(Referring expression data)

________

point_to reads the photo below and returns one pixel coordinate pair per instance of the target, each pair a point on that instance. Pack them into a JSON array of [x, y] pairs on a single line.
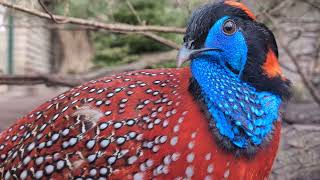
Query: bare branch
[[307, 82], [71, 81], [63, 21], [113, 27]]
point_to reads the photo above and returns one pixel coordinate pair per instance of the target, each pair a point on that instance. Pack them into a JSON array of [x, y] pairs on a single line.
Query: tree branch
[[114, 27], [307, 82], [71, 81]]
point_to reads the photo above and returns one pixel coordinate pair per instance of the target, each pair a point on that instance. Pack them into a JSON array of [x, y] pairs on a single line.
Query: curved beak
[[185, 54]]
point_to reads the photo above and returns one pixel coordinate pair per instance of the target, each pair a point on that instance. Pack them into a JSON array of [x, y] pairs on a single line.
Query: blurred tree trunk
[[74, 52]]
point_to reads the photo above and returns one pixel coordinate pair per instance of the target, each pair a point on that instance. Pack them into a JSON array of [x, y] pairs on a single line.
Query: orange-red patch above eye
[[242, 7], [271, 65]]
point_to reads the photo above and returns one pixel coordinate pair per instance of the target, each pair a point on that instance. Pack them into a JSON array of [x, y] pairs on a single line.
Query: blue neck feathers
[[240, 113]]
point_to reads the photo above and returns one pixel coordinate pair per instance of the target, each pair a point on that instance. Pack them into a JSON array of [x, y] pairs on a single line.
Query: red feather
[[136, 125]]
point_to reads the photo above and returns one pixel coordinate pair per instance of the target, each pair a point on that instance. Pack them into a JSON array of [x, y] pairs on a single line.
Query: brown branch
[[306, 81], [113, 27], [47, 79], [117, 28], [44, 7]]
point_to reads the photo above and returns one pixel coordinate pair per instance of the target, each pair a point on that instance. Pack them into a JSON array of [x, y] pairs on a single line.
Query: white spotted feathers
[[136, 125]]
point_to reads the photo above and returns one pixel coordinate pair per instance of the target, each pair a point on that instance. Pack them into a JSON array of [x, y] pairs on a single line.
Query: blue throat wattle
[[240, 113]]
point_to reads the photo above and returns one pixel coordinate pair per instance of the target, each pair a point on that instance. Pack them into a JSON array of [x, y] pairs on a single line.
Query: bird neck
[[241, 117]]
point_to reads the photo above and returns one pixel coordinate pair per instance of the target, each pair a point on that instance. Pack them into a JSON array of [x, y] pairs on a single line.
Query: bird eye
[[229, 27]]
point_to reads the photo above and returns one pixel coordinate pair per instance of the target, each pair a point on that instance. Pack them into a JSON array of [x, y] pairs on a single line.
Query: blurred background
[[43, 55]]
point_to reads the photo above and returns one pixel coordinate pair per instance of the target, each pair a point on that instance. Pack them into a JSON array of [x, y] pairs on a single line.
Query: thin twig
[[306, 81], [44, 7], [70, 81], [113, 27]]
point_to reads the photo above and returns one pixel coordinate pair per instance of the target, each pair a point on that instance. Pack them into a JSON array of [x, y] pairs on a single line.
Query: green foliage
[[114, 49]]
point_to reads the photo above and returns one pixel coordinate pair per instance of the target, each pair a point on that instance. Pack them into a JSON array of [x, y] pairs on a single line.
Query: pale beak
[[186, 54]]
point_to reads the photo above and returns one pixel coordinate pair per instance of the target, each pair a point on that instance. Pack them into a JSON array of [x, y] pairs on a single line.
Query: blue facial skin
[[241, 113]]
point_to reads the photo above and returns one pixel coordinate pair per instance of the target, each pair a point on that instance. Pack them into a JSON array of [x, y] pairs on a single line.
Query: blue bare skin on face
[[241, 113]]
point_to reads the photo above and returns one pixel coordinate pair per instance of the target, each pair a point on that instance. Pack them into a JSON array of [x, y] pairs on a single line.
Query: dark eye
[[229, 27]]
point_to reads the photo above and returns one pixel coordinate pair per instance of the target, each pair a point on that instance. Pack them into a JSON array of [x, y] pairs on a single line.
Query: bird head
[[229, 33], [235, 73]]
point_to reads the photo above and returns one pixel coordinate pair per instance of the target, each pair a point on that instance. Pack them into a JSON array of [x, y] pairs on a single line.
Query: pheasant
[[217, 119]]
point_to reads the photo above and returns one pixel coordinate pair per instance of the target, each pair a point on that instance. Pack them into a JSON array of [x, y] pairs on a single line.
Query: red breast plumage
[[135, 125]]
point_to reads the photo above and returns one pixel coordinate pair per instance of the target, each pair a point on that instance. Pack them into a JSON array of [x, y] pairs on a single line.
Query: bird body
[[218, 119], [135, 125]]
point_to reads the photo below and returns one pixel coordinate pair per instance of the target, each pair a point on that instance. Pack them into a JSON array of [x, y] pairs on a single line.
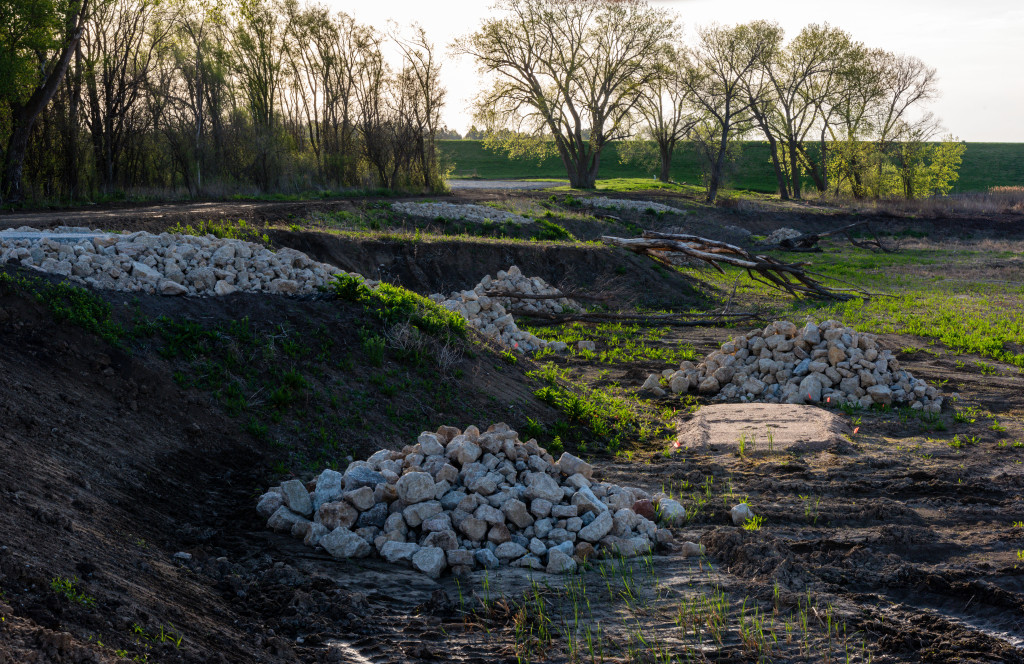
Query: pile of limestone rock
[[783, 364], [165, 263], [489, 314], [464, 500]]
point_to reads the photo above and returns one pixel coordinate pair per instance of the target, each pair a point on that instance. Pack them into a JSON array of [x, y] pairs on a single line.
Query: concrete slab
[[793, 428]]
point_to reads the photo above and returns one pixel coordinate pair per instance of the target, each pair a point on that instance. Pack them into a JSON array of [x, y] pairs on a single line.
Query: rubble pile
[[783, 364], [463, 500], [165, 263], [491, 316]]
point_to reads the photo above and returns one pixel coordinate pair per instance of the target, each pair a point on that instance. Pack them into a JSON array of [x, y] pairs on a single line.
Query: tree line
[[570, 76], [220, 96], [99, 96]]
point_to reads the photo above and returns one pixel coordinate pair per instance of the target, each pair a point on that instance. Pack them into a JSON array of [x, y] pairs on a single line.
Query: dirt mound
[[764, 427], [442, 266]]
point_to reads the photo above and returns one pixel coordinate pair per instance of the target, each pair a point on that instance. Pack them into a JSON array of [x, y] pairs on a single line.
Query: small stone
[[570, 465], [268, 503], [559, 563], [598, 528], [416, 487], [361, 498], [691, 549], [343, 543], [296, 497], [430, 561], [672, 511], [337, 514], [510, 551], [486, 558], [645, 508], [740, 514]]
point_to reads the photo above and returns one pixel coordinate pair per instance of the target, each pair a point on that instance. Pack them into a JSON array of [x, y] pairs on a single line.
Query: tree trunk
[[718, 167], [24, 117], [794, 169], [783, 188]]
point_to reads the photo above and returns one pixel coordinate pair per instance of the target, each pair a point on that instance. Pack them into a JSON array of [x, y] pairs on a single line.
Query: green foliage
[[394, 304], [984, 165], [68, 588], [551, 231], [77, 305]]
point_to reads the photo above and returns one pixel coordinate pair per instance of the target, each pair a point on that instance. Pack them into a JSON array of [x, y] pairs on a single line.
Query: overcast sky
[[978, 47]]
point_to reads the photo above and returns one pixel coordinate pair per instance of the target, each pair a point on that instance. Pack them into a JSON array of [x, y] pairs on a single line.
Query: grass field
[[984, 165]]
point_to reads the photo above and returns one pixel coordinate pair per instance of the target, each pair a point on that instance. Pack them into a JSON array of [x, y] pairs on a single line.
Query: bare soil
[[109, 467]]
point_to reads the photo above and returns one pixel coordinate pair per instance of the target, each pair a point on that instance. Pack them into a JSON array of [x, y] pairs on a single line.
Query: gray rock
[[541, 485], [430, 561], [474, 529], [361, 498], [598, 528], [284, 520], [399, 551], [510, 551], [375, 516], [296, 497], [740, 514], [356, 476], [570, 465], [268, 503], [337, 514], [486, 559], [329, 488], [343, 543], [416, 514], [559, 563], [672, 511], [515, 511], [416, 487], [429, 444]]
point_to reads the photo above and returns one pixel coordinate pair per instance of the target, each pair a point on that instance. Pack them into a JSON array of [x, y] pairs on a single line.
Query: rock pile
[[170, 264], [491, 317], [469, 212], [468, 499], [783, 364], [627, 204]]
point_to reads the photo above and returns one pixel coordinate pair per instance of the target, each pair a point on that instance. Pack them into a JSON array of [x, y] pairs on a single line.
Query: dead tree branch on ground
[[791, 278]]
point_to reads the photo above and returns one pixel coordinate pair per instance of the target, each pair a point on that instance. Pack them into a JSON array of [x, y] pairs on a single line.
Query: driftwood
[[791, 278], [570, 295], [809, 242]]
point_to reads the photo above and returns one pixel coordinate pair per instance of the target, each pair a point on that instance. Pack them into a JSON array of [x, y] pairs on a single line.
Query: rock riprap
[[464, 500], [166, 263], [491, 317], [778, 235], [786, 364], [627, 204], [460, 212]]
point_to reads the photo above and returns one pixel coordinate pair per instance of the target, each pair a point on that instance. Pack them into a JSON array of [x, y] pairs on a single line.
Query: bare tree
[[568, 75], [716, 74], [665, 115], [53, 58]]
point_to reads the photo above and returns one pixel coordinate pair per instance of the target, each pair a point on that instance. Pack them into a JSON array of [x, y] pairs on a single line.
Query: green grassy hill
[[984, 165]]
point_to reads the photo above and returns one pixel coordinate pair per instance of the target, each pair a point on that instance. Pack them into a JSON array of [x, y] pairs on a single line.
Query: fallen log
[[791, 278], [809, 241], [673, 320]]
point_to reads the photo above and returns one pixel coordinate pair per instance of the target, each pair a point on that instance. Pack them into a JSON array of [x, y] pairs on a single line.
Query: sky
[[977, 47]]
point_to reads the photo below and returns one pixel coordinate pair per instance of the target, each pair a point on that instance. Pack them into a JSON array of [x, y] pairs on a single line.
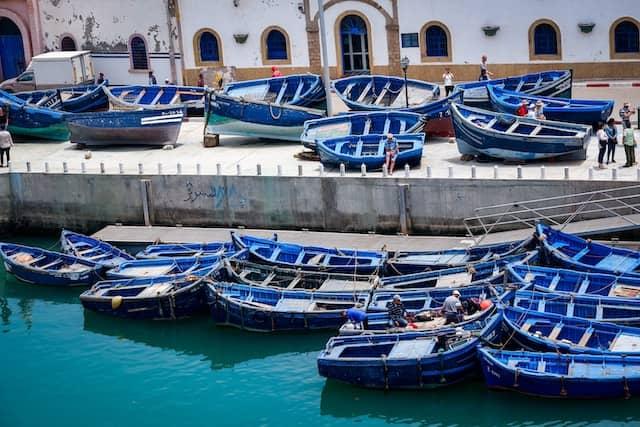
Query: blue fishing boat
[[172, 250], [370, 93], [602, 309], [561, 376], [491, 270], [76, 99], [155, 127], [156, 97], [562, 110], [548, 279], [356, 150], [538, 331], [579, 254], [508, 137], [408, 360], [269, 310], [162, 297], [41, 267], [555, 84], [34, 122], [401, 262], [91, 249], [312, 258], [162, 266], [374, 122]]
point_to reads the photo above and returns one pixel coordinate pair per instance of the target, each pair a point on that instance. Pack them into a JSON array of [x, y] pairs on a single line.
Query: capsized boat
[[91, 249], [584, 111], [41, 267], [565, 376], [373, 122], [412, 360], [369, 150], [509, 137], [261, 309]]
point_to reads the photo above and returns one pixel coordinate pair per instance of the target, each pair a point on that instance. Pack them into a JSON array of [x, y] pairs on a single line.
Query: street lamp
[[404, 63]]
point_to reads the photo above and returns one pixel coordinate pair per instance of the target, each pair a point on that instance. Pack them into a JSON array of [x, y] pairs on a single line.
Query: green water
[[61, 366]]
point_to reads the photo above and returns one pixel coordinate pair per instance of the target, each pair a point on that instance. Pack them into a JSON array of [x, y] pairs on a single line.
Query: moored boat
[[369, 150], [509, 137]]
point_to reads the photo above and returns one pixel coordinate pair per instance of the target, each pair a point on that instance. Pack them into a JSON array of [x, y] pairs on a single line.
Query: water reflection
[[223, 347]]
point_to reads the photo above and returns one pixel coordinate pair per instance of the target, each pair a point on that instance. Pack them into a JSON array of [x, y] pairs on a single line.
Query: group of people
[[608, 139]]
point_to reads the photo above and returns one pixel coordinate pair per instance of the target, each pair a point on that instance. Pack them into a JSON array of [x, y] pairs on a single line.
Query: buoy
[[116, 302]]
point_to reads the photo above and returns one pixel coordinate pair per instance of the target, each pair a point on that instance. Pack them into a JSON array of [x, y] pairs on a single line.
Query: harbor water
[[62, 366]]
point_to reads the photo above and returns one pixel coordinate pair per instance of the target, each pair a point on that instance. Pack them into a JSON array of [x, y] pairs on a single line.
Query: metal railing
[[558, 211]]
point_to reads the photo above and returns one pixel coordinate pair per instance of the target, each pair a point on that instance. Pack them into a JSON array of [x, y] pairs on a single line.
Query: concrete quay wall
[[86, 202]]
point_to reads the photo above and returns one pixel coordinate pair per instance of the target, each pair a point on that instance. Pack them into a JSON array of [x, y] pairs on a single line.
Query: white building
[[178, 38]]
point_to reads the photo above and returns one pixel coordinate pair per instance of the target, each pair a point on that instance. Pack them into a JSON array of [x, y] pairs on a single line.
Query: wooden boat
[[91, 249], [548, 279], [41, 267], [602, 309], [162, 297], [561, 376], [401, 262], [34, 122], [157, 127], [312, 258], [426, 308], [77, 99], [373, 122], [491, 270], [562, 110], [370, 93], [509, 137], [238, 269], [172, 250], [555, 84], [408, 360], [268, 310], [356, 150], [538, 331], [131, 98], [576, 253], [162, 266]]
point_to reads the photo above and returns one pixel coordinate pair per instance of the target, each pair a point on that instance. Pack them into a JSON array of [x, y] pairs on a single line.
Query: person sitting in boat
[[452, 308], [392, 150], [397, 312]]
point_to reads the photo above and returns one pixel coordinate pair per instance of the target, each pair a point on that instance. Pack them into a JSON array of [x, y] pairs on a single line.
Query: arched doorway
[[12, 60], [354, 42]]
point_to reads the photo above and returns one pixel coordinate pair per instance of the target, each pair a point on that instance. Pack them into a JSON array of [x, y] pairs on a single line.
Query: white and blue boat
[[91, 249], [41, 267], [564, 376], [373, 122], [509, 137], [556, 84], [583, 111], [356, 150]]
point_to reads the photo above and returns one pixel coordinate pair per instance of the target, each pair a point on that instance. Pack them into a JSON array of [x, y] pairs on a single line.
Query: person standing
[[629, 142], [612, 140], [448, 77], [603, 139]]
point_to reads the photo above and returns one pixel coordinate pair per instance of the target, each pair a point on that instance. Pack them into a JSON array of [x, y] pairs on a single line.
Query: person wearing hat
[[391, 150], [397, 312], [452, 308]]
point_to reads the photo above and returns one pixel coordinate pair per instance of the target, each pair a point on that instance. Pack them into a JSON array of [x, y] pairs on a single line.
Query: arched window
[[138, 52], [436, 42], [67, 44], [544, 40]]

________

● Try it
Every line from the one containing "Query: person wearing hat" to the close of the records must be reproduced exactly. Include both ends and nothing more.

● Output of the task
Query: person wearing hat
[[391, 150], [397, 312], [452, 308]]
point_to reads the photo above and returns one pixel coordinate pair per instance of the target, each pair a point on that instance. Pack them into a JSON array of [x, y] pairs on a single line.
Query: arched window
[[138, 52], [436, 42], [67, 44], [544, 40]]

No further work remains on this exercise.